#### SEITENAUSZUG
Entscheidungsstichwort (Thema)
Schulung. Erforderlichkeit. Tagesseminar. Betriebsrat. Tarifvertrag. Beschlussfassung. Ladung. Ersatzmitglied
Leitsatz (redaktionell)
Nach § 37 Abs. 6 S. 1 BetrVG i.V.m. § 37 Abs. 2 BetrVG hat der Betriebsrat das Alleinentscheidungsrecht über die Erforderlichkeit der Teilnahme eines seiner Mitglieder an einer bestimmten Schulungsveranstaltung, ohne dass sich das Arbeitsentgelt des Betroffenen mindert. Dies setzt eine ordnungsgemäße Beschlussfassung des Gremiums vor dem Besuch der Veranstaltung voraus.
Normenkette
BetrVG §§ 25, 33, 37 Abs. 2, 6 S. 1
Verfahrensgang
ArbG Bochum (Urteil vom 24.04.2007; Aktenzeichen 2 Ca 335/07) |
Tenor
Die Berufung des Klägers gegen das Urteil des Arbeitsgerichts Bochum vom 24.04.2007 – 2 Ca 335/07 – wird zurückgewiesen.
Der Kläger hat die Kosten des Berufungsverfahrens zu tragen.
Die Revision wird nicht zugelassen.
Tatbestand
Die Parteien streiten um die Verpflichtung zur Zahlung der Arbeitsvergütung für die Zeit der Teilnahme an einer eintägigen Schulungsveranstaltung.
Der 60-jährige Kläger ist bei der Beklagten seit Anfang 1978 als technischer Angestellter in der Arbeitsvorbereitung tätig. Er gehört seit dem Jahre 1987 dem neunköpfigen Betriebsrat an, dessen freigestellter Betriebsratsvorsitzender er zwischenzeitlich auch war. Im Oktober 2006 wurde er ebenfalls in die fünfköpfige betriebliche Tarifkommission gewählt, zu deren Bildung es kam, nachdem die Beklagte am 29.08.2006 aus dem Arbeitgeberverband ausgetreten war.
########
#### DATENAUSZUG
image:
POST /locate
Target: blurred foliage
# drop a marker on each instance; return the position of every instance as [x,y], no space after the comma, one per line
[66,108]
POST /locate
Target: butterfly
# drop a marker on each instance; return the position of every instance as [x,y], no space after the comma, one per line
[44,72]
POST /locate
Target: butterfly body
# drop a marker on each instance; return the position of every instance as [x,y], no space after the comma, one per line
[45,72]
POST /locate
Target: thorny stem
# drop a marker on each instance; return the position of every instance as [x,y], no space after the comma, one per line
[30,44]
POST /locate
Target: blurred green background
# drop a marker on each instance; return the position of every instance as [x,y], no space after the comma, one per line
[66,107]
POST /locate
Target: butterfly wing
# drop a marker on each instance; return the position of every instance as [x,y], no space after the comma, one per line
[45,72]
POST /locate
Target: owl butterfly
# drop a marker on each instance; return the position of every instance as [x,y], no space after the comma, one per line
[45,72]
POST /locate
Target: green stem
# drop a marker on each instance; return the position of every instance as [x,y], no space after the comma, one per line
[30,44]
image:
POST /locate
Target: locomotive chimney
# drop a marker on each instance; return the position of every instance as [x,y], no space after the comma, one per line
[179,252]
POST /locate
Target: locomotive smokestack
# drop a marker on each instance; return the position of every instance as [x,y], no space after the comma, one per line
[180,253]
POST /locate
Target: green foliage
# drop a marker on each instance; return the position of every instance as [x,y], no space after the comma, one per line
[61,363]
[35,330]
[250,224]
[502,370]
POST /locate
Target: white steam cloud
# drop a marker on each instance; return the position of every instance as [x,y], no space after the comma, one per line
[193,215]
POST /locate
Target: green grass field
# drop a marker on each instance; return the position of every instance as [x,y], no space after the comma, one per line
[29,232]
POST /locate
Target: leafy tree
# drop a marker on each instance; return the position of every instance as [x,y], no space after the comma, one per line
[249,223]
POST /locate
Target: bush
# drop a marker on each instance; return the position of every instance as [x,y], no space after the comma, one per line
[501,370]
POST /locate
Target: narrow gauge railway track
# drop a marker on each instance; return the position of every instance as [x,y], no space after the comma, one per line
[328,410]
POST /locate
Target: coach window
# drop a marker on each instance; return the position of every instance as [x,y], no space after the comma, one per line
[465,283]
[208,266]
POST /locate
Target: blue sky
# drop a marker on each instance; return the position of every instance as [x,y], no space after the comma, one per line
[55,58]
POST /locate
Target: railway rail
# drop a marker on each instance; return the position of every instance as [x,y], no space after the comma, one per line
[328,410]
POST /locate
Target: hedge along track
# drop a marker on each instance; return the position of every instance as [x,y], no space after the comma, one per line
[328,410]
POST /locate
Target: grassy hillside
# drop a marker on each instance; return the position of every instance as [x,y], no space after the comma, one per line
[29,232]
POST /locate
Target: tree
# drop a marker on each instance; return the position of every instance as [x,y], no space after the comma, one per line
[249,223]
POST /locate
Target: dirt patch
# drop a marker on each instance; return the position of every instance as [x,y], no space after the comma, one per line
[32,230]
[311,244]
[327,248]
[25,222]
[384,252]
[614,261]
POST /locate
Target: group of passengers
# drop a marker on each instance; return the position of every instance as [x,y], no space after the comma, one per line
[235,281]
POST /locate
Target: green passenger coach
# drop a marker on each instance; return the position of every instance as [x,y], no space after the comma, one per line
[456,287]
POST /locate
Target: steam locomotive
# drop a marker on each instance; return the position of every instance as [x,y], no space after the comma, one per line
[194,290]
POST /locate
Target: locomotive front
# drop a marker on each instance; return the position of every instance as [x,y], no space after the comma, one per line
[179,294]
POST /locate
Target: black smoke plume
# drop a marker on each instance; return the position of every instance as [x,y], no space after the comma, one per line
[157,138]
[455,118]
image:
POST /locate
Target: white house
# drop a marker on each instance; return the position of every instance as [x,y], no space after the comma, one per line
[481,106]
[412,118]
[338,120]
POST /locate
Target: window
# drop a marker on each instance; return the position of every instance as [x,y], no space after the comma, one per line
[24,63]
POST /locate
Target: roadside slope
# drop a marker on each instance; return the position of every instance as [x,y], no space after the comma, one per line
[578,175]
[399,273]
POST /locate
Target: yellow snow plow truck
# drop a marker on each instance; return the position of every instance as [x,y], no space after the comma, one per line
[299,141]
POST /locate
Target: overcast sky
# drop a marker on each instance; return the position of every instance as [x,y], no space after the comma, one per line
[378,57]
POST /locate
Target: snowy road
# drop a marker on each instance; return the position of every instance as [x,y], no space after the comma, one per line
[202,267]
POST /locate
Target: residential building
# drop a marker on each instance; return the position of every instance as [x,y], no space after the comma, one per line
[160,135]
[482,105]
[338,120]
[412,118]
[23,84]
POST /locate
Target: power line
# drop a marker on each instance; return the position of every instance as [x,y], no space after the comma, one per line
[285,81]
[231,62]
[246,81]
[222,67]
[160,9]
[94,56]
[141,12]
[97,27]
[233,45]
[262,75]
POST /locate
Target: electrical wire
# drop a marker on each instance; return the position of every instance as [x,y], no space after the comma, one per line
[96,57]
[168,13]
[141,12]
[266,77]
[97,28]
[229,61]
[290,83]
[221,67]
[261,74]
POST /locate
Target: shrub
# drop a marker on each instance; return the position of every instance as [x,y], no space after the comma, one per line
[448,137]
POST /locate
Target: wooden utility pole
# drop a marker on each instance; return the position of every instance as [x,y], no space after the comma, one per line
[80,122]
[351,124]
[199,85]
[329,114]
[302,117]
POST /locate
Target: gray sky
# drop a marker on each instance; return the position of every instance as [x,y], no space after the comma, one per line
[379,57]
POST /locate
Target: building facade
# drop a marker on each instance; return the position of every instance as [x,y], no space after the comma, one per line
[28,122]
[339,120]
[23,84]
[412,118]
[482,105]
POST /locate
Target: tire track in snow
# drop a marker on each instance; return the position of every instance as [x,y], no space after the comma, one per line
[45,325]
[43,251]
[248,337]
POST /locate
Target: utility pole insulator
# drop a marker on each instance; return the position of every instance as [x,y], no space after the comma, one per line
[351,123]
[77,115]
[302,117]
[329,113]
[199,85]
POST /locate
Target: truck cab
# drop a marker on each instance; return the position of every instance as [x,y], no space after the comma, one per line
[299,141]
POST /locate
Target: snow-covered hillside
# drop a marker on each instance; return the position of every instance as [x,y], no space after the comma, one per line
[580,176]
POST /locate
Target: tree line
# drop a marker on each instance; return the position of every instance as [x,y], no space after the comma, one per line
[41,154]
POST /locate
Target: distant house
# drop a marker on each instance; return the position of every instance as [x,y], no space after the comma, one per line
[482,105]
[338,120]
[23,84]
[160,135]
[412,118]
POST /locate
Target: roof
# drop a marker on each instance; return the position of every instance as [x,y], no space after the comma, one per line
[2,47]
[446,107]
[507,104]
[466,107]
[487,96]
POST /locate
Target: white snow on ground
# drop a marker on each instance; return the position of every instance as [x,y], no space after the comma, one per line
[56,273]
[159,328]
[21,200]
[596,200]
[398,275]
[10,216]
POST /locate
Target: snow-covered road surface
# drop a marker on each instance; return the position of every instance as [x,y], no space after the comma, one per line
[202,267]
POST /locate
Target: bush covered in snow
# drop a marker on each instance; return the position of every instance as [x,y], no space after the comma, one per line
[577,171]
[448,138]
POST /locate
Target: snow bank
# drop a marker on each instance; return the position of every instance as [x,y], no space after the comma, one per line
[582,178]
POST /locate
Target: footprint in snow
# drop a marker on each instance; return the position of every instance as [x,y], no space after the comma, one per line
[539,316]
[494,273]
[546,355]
########
AUFGABENSTELLUNG:
**1.** Prüfen Sie anhand des Seitenauszugs oben, ob die Aussagen (a) bis (c) zutreffen: (a) Die Revision wird zugelassen. (b) Der Kläger gehört seit 1978 dem Betriebsrat an. (c) Die Beklagte ist am 29.08.2006 aus dem Arbeitgeberverband ausgetreten. Antworten Sie jeweils mit Ja oder Nein und zitieren Sie wörtlich die entscheidende Stelle des Seitenauszugs.
**2.** Wählen Sie aus den Datensätzen oben jede Zeile aus, in der das Wort „track“ vorkommt, und schreiben Sie diese Zeilen ab. Dabei ist die Groß- und Kleinschreibung zu beachten.

ANTWORTEN IN REIHENFOLGE:
**1.**
(a) Nein: „Die Revision wird nicht zugelassen.“
(b) Nein: „Er gehört seit dem Jahre 1987 dem neunköpfigen Betriebsrat an“
(c) Ja: „nachdem die Beklagte am 29.08.2006 aus dem Arbeitgeberverband ausgetreten war“

**2.**
Target: narrow gauge railway track
Target: hedge along track
Target: tire track in snow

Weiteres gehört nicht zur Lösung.